=== Begin Enclosure ===

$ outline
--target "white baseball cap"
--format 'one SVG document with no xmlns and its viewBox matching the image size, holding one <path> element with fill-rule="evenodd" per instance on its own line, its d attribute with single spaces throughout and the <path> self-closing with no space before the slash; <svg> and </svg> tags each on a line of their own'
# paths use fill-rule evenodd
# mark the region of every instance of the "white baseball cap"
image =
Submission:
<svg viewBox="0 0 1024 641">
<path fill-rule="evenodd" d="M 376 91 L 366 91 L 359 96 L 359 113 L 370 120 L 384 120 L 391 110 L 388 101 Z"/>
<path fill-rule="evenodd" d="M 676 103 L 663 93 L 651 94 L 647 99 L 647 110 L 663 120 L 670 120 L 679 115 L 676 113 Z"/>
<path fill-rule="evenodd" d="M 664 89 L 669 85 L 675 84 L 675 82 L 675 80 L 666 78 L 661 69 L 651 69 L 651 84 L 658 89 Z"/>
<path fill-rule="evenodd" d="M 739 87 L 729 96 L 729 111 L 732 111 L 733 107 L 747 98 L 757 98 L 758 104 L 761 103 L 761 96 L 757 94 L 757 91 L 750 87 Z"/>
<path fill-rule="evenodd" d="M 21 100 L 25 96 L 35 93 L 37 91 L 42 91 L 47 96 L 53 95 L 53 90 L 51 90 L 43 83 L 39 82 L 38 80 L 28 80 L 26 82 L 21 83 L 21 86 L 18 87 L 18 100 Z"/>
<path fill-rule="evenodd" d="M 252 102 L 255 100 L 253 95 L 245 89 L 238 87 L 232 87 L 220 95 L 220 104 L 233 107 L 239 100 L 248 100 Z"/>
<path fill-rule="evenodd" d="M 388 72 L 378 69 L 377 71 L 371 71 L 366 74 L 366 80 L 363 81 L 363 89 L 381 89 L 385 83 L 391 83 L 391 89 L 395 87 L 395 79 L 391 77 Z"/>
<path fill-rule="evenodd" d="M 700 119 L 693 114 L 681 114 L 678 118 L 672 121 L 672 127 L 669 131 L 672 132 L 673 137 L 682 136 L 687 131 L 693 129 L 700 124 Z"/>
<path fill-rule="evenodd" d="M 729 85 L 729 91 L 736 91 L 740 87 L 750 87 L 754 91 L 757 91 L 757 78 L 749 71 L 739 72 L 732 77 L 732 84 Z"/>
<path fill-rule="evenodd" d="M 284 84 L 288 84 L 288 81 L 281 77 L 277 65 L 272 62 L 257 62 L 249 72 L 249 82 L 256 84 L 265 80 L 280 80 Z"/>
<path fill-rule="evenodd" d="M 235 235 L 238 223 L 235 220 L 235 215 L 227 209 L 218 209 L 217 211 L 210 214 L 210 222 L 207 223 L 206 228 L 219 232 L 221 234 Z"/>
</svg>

=== End Enclosure ===

> Task to carry out
If a line above holds the string "white", copy it out.

> Task result
--target "white baseball cap"
# mark the region of every instance of the "white baseball cap"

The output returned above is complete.